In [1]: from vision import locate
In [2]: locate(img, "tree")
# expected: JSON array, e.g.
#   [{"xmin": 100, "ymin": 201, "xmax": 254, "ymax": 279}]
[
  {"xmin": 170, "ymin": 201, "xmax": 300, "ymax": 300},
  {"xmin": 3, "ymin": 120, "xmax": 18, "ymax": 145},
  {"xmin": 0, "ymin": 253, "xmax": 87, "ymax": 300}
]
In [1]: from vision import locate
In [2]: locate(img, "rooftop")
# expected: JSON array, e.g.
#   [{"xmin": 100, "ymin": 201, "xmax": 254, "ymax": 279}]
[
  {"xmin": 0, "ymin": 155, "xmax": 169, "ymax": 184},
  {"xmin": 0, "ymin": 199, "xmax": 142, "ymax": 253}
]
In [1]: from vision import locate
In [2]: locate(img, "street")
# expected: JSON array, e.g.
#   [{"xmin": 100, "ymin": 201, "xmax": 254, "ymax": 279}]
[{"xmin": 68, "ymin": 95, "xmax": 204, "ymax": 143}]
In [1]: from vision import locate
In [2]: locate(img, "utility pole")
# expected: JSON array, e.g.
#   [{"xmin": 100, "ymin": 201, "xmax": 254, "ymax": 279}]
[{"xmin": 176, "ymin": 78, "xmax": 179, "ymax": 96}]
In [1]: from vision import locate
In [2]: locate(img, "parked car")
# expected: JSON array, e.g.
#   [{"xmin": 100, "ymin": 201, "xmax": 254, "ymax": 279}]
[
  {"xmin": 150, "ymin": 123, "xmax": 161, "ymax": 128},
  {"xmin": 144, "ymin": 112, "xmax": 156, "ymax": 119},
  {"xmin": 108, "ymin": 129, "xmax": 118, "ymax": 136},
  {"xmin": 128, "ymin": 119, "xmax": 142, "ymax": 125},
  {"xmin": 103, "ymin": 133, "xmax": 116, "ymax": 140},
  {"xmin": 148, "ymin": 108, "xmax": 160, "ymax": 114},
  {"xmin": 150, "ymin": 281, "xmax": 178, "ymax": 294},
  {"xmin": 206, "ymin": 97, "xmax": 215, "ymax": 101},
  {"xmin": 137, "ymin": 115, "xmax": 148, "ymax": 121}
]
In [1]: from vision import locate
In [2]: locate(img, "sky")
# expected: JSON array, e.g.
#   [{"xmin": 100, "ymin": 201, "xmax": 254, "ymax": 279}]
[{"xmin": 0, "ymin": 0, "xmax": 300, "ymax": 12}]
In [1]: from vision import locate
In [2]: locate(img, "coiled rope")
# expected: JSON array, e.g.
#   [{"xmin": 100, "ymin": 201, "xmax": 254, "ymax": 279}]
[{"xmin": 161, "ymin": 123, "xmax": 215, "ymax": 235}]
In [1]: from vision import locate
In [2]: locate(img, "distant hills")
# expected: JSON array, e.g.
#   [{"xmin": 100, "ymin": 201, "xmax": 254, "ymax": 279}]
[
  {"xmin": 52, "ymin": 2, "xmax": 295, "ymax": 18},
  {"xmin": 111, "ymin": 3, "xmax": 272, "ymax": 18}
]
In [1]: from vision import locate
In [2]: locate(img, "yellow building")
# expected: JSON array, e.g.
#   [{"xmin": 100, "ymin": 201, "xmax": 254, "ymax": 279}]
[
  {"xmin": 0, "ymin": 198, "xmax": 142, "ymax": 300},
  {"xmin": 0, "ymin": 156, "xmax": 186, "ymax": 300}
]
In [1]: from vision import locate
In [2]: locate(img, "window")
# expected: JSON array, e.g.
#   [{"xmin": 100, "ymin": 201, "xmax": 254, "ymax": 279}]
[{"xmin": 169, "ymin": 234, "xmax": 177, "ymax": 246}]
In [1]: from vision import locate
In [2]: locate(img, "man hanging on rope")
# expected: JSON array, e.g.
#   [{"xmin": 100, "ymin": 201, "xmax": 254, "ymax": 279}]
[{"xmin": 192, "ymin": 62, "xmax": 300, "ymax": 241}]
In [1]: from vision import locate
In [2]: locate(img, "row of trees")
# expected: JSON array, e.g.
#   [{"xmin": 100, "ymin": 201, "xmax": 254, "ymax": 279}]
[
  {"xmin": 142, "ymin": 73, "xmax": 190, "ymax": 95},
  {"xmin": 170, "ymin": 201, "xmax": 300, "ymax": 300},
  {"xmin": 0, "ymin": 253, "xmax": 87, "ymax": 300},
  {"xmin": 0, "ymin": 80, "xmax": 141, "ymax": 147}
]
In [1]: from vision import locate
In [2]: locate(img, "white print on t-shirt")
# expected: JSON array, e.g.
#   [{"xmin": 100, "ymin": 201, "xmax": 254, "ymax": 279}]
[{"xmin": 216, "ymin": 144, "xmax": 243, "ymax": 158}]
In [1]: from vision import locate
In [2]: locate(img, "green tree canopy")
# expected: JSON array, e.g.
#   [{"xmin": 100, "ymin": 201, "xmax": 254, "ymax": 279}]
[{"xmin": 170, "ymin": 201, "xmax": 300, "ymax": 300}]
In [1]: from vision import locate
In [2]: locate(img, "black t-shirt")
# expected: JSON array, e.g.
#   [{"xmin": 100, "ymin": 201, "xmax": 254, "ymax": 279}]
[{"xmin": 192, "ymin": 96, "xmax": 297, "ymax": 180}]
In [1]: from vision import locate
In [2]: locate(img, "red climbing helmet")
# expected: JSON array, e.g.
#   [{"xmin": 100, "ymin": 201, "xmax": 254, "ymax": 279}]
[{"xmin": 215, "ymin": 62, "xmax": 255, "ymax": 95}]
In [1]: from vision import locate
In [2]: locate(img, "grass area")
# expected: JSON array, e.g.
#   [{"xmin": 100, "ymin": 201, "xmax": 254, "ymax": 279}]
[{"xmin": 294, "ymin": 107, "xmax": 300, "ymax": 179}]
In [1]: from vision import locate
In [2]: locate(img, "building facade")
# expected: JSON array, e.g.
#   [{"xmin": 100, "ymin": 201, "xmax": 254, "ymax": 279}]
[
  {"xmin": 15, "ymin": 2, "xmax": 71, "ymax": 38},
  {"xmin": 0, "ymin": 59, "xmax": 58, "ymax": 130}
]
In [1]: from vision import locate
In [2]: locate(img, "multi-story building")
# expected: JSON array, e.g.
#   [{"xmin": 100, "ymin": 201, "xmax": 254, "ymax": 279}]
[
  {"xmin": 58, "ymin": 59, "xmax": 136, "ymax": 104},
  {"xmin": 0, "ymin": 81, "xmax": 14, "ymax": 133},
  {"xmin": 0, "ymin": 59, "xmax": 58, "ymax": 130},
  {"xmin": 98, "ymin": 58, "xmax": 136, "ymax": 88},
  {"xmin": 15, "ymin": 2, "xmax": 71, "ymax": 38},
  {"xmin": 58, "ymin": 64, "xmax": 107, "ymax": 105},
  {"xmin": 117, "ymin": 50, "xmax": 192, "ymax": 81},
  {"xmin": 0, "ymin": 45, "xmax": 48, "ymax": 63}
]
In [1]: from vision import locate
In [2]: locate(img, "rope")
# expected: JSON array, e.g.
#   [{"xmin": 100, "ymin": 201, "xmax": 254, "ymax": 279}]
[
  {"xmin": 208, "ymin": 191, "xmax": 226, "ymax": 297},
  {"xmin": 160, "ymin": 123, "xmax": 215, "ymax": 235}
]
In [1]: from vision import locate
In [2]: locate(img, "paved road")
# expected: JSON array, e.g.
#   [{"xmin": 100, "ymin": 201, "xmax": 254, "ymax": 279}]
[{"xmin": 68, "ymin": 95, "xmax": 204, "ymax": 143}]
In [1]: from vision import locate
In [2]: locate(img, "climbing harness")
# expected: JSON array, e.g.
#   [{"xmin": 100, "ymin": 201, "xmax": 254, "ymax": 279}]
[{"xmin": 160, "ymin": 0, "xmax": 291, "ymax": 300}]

.....

__AIM__
Retype the whole listing above exactly.

__FINAL RESULT__
In [1]: from vision import locate
In [2]: locate(img, "tree")
# expected: JSON array, e.g.
#   [{"xmin": 100, "ymin": 201, "xmax": 254, "ymax": 279}]
[
  {"xmin": 170, "ymin": 201, "xmax": 300, "ymax": 300},
  {"xmin": 3, "ymin": 120, "xmax": 18, "ymax": 145},
  {"xmin": 0, "ymin": 253, "xmax": 87, "ymax": 300}
]
In [1]: from vision import locate
In [2]: locate(img, "rooftop")
# expected: JSON array, e.g.
#   [{"xmin": 100, "ymin": 201, "xmax": 254, "ymax": 279}]
[
  {"xmin": 0, "ymin": 155, "xmax": 169, "ymax": 184},
  {"xmin": 0, "ymin": 199, "xmax": 142, "ymax": 253}
]
In [1]: from vision import locate
In [2]: locate(img, "street")
# expected: JSON array, e.g.
#   [{"xmin": 100, "ymin": 201, "xmax": 254, "ymax": 279}]
[{"xmin": 68, "ymin": 95, "xmax": 204, "ymax": 143}]
In [1]: from vision import locate
In [2]: locate(img, "utility pole")
# expected: JSON array, e.g.
#   [{"xmin": 100, "ymin": 201, "xmax": 254, "ymax": 279}]
[{"xmin": 176, "ymin": 78, "xmax": 179, "ymax": 96}]
In [1]: from vision import locate
In [2]: locate(img, "parked car")
# expected: JSON array, e.g.
#   [{"xmin": 100, "ymin": 201, "xmax": 254, "ymax": 279}]
[
  {"xmin": 150, "ymin": 123, "xmax": 161, "ymax": 128},
  {"xmin": 144, "ymin": 112, "xmax": 156, "ymax": 119},
  {"xmin": 108, "ymin": 129, "xmax": 118, "ymax": 136},
  {"xmin": 128, "ymin": 119, "xmax": 142, "ymax": 125},
  {"xmin": 103, "ymin": 133, "xmax": 116, "ymax": 140},
  {"xmin": 148, "ymin": 108, "xmax": 160, "ymax": 114},
  {"xmin": 150, "ymin": 281, "xmax": 178, "ymax": 294},
  {"xmin": 206, "ymin": 97, "xmax": 215, "ymax": 101},
  {"xmin": 137, "ymin": 115, "xmax": 148, "ymax": 121}
]
In [1]: from vision import locate
In [2]: locate(img, "sky")
# expected: JSON array, e.g.
#   [{"xmin": 100, "ymin": 201, "xmax": 254, "ymax": 279}]
[{"xmin": 0, "ymin": 0, "xmax": 300, "ymax": 12}]
In [1]: from vision import locate
In [2]: locate(img, "coiled rope")
# expected: JSON array, e.g.
#   [{"xmin": 100, "ymin": 201, "xmax": 254, "ymax": 279}]
[{"xmin": 161, "ymin": 123, "xmax": 215, "ymax": 235}]
In [1]: from vision import locate
In [2]: locate(img, "distant hills")
# expected: JSON array, e.g.
#   [{"xmin": 100, "ymin": 201, "xmax": 254, "ymax": 279}]
[
  {"xmin": 52, "ymin": 2, "xmax": 295, "ymax": 18},
  {"xmin": 111, "ymin": 3, "xmax": 272, "ymax": 18}
]
In [1]: from vision import locate
In [2]: locate(img, "yellow building")
# expected: JSON array, e.g.
#   [{"xmin": 100, "ymin": 201, "xmax": 254, "ymax": 279}]
[
  {"xmin": 0, "ymin": 198, "xmax": 142, "ymax": 300},
  {"xmin": 0, "ymin": 156, "xmax": 186, "ymax": 300}
]
In [1]: from vision import locate
In [2]: locate(img, "window")
# expected: JSON array, e.g.
#   [{"xmin": 100, "ymin": 201, "xmax": 254, "ymax": 279}]
[{"xmin": 169, "ymin": 234, "xmax": 177, "ymax": 246}]
In [1]: from vision import locate
In [2]: locate(img, "man hanging on rope")
# expected: JSON array, e.g.
#   [{"xmin": 100, "ymin": 201, "xmax": 254, "ymax": 279}]
[{"xmin": 192, "ymin": 62, "xmax": 300, "ymax": 241}]
In [1]: from vision import locate
In [2]: locate(img, "row of trees")
# expected: JSON array, e.g.
#   [{"xmin": 100, "ymin": 201, "xmax": 254, "ymax": 279}]
[
  {"xmin": 142, "ymin": 73, "xmax": 190, "ymax": 95},
  {"xmin": 170, "ymin": 201, "xmax": 300, "ymax": 300},
  {"xmin": 0, "ymin": 253, "xmax": 87, "ymax": 300},
  {"xmin": 0, "ymin": 80, "xmax": 141, "ymax": 147}
]
In [1]: from vision import locate
In [2]: locate(img, "white print on t-shirt")
# expected: JSON array, e.g.
#   [{"xmin": 100, "ymin": 201, "xmax": 254, "ymax": 279}]
[{"xmin": 216, "ymin": 144, "xmax": 243, "ymax": 158}]
In [1]: from vision import locate
In [2]: locate(img, "green tree canopy")
# expected: JSON array, e.g.
#   [{"xmin": 100, "ymin": 201, "xmax": 254, "ymax": 279}]
[{"xmin": 170, "ymin": 201, "xmax": 300, "ymax": 300}]
In [1]: from vision import locate
In [2]: locate(img, "black t-shirt")
# expected: JSON array, e.g.
#   [{"xmin": 100, "ymin": 201, "xmax": 254, "ymax": 279}]
[{"xmin": 192, "ymin": 96, "xmax": 297, "ymax": 180}]
In [1]: from vision import locate
In [2]: locate(img, "red climbing helmet")
# expected: JSON array, e.g.
#   [{"xmin": 100, "ymin": 201, "xmax": 254, "ymax": 279}]
[{"xmin": 215, "ymin": 62, "xmax": 255, "ymax": 95}]
In [1]: from vision import locate
In [2]: locate(img, "grass area")
# expected: JSON array, e.g.
#   [{"xmin": 100, "ymin": 201, "xmax": 254, "ymax": 279}]
[{"xmin": 294, "ymin": 107, "xmax": 300, "ymax": 179}]
In [1]: from vision import locate
In [2]: locate(img, "building facade")
# expected: JSON array, e.g.
#   [{"xmin": 100, "ymin": 201, "xmax": 254, "ymax": 279}]
[
  {"xmin": 15, "ymin": 2, "xmax": 71, "ymax": 38},
  {"xmin": 0, "ymin": 59, "xmax": 58, "ymax": 130}
]
In [1]: from vision import locate
In [2]: locate(img, "multi-story building")
# expected: JSON array, e.g.
#   [{"xmin": 100, "ymin": 201, "xmax": 254, "ymax": 279}]
[
  {"xmin": 58, "ymin": 59, "xmax": 136, "ymax": 104},
  {"xmin": 0, "ymin": 81, "xmax": 14, "ymax": 133},
  {"xmin": 0, "ymin": 59, "xmax": 58, "ymax": 130},
  {"xmin": 98, "ymin": 58, "xmax": 136, "ymax": 88},
  {"xmin": 15, "ymin": 2, "xmax": 71, "ymax": 38},
  {"xmin": 58, "ymin": 64, "xmax": 107, "ymax": 105},
  {"xmin": 117, "ymin": 50, "xmax": 192, "ymax": 81},
  {"xmin": 0, "ymin": 45, "xmax": 48, "ymax": 63}
]
In [1]: from vision import locate
In [2]: locate(img, "rope")
# expected: JSON array, e.g.
#   [{"xmin": 100, "ymin": 201, "xmax": 254, "ymax": 279}]
[
  {"xmin": 208, "ymin": 191, "xmax": 226, "ymax": 297},
  {"xmin": 160, "ymin": 123, "xmax": 215, "ymax": 235}
]
In [1]: from vision import locate
In [2]: locate(img, "paved road")
# expected: JSON array, e.g.
#   [{"xmin": 100, "ymin": 201, "xmax": 254, "ymax": 279}]
[{"xmin": 68, "ymin": 95, "xmax": 204, "ymax": 143}]
In [1]: from vision import locate
In [2]: locate(img, "climbing harness")
# expected: JSON array, e.g.
#   [{"xmin": 100, "ymin": 201, "xmax": 254, "ymax": 279}]
[{"xmin": 160, "ymin": 0, "xmax": 291, "ymax": 300}]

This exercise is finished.